[Dataset entries]
++++
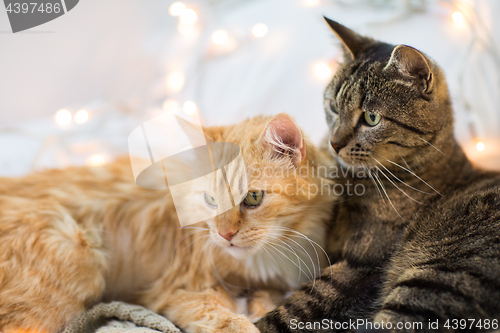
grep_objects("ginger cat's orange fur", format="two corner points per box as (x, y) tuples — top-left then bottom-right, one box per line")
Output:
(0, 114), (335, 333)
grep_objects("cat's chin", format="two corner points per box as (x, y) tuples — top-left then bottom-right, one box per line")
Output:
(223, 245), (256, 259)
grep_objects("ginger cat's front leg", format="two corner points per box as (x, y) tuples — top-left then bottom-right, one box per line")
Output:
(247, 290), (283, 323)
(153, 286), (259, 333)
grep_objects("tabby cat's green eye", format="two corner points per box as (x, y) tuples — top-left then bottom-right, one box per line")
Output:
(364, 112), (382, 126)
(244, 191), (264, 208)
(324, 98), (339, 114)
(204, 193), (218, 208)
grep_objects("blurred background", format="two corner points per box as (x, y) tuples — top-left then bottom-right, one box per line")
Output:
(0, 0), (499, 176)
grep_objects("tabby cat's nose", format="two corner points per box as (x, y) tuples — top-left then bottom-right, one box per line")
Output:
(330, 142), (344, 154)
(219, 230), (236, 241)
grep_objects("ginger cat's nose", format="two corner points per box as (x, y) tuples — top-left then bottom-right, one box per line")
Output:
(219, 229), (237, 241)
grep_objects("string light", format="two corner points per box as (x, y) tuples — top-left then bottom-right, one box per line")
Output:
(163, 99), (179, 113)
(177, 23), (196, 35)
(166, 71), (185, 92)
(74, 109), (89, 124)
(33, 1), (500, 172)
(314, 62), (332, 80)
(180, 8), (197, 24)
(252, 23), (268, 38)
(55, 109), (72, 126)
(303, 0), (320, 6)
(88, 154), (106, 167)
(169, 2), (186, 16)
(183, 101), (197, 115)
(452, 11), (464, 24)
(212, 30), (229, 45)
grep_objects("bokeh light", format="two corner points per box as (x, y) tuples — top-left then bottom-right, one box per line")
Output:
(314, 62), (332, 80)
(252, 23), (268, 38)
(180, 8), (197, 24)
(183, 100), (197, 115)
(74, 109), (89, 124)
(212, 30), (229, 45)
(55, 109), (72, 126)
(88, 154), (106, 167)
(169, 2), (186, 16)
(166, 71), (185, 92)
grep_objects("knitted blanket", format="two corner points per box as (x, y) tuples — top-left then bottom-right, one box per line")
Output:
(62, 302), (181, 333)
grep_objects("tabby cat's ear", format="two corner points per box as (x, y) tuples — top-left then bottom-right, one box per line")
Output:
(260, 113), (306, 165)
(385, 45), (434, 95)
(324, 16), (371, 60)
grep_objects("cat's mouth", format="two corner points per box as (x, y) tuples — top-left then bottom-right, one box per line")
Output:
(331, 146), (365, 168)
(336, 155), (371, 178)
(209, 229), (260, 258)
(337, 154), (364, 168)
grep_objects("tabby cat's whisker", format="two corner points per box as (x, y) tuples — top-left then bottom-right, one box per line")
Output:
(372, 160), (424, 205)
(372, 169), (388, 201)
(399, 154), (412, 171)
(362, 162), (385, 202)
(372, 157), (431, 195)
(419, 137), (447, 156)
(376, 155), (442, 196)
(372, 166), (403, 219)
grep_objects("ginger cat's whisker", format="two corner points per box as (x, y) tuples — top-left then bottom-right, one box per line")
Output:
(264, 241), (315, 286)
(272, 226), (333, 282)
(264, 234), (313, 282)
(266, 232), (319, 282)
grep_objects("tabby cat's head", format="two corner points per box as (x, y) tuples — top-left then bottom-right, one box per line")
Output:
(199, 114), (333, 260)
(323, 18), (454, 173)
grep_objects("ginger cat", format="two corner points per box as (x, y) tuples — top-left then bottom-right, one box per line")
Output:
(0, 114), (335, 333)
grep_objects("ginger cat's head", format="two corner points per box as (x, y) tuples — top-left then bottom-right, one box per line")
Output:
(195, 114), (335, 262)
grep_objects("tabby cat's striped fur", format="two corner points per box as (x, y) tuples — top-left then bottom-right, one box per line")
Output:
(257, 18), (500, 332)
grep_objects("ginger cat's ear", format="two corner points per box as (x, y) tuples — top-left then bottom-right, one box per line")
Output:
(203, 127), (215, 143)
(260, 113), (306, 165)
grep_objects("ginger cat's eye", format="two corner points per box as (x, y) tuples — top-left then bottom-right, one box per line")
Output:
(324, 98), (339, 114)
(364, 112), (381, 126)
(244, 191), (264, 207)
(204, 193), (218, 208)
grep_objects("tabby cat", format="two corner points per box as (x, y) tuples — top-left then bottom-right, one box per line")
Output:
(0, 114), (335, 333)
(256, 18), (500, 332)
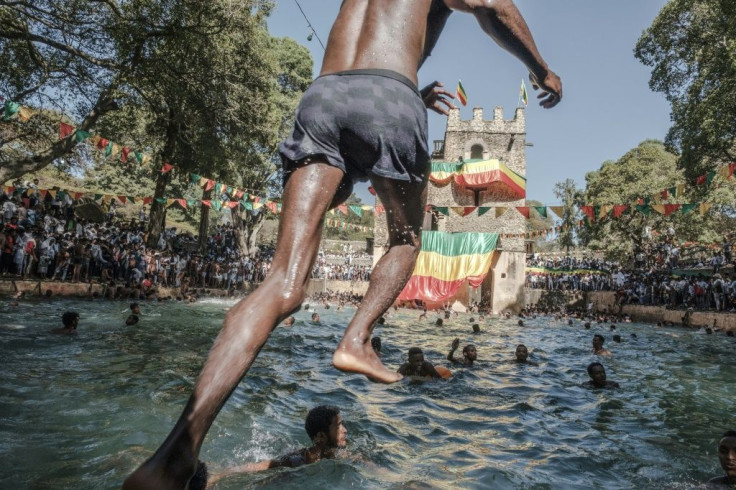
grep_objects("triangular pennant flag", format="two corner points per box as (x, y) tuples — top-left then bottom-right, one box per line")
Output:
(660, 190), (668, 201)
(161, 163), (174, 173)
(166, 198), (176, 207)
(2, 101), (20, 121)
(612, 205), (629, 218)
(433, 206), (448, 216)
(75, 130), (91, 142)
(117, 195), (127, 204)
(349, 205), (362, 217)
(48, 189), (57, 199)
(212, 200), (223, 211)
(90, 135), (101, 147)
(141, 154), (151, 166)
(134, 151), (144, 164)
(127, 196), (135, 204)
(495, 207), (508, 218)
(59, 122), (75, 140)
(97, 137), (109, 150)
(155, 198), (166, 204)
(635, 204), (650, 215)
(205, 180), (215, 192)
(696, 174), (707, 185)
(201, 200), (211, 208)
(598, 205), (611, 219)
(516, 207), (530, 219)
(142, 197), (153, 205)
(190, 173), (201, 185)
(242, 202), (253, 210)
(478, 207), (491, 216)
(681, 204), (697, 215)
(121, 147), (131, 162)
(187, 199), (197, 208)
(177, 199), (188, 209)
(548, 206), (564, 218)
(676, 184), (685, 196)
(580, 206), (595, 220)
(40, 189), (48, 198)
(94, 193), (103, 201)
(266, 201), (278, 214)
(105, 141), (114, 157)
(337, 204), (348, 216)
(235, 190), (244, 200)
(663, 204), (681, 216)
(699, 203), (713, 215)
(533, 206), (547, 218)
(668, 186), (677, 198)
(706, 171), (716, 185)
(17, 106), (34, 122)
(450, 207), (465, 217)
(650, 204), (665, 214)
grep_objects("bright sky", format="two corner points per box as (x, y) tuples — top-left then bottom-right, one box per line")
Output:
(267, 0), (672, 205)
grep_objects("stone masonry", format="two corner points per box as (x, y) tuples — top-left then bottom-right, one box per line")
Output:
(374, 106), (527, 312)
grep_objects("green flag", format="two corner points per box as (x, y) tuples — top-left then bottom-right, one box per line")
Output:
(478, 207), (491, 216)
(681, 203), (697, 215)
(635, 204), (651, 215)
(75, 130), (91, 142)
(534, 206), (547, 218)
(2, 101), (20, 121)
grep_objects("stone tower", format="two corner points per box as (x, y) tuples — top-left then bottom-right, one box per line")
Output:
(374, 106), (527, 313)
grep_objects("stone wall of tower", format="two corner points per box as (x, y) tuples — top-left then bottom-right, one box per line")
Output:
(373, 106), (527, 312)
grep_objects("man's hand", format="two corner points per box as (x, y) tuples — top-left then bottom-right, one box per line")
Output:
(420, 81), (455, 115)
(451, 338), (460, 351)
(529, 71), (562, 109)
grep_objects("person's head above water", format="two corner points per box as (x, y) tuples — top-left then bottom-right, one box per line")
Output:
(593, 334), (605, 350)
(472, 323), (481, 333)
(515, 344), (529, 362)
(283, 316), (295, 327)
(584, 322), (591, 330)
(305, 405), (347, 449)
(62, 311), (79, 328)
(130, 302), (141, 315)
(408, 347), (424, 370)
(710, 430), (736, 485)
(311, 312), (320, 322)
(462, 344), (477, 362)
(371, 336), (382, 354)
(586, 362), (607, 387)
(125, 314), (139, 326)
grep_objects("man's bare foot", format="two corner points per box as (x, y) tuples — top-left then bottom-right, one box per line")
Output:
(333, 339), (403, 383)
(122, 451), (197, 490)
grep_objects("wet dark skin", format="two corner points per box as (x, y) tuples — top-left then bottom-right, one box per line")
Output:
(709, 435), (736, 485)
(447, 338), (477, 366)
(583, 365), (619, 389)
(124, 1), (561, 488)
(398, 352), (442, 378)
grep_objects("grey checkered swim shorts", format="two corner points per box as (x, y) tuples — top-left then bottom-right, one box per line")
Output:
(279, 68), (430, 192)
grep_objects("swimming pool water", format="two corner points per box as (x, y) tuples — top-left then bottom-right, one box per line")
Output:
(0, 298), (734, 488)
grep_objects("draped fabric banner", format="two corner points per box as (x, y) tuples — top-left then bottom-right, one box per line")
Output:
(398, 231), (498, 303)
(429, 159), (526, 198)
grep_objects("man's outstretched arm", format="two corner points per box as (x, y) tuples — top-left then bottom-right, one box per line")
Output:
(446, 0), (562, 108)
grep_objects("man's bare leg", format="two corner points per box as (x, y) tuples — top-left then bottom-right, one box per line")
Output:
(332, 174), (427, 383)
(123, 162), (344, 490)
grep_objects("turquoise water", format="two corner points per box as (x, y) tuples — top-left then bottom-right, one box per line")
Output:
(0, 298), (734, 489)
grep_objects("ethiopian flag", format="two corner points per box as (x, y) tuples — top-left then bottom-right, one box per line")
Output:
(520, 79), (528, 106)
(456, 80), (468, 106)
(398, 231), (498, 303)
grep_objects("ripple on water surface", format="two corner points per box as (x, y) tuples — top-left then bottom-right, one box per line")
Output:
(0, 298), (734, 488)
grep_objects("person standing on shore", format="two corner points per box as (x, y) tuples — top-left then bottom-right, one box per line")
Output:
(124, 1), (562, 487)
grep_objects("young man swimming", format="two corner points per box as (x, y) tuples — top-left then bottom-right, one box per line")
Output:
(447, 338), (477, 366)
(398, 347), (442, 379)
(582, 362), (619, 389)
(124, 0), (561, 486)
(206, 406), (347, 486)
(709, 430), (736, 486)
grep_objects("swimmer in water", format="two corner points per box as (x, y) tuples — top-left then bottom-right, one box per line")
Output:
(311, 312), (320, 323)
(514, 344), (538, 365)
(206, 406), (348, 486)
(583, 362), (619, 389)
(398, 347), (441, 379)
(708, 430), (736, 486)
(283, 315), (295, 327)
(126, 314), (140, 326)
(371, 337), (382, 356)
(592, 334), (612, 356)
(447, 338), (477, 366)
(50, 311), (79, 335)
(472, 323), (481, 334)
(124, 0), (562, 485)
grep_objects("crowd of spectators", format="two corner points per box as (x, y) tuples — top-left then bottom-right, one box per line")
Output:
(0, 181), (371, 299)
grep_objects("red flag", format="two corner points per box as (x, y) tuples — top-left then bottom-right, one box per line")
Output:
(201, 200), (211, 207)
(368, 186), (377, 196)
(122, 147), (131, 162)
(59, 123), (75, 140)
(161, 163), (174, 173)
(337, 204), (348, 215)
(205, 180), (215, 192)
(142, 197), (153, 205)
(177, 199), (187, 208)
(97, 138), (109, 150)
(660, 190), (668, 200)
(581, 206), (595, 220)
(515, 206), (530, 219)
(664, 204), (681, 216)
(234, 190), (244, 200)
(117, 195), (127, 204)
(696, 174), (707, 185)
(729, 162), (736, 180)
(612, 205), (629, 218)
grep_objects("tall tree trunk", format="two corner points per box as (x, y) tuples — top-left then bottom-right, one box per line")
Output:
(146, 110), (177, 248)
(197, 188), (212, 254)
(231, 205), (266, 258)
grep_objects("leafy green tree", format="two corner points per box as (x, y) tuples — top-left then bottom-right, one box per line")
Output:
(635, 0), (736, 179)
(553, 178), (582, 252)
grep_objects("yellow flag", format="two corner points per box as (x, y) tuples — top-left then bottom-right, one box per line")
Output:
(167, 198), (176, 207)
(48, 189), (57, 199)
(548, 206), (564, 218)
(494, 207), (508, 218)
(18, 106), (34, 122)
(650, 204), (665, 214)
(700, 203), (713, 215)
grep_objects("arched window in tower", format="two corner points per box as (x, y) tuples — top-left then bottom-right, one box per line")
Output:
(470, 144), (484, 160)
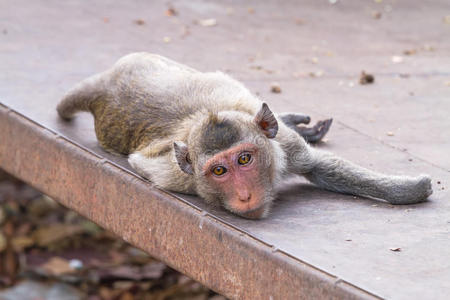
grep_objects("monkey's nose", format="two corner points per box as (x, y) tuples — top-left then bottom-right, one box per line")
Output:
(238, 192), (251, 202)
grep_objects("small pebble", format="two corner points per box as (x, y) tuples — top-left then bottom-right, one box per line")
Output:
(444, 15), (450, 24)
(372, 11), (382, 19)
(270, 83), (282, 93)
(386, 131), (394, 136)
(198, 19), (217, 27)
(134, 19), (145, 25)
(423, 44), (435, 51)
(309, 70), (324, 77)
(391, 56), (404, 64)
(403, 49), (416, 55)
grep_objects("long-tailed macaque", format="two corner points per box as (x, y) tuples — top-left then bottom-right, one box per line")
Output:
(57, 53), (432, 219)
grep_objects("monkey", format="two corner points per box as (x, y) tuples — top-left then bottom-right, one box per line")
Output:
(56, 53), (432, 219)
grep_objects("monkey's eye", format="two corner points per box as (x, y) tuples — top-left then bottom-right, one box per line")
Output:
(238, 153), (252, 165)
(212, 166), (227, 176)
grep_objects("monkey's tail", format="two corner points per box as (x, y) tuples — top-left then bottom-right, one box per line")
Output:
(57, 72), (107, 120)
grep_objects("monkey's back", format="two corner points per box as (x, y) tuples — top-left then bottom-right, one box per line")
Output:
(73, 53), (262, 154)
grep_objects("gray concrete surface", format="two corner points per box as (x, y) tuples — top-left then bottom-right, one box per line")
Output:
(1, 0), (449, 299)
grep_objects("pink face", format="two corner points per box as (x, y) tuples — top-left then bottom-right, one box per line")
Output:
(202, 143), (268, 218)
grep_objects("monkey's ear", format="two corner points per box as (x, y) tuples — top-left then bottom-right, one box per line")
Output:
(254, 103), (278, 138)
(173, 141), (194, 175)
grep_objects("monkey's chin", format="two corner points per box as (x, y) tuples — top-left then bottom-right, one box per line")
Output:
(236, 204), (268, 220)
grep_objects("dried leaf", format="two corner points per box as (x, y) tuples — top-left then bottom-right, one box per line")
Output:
++++
## Task description
Pick out and copy the lines of the entries that hold the string "whisker".

## Answer for this exercise
grep_objects("tabby cat's whisker", format="two corner points per box as (x, y) tuples — top-left then bottom-right, one box per line")
grep_objects("ginger cat's whisker", format="two corner points per box as (x, y) tuples — top-left then bottom-right, one box per line")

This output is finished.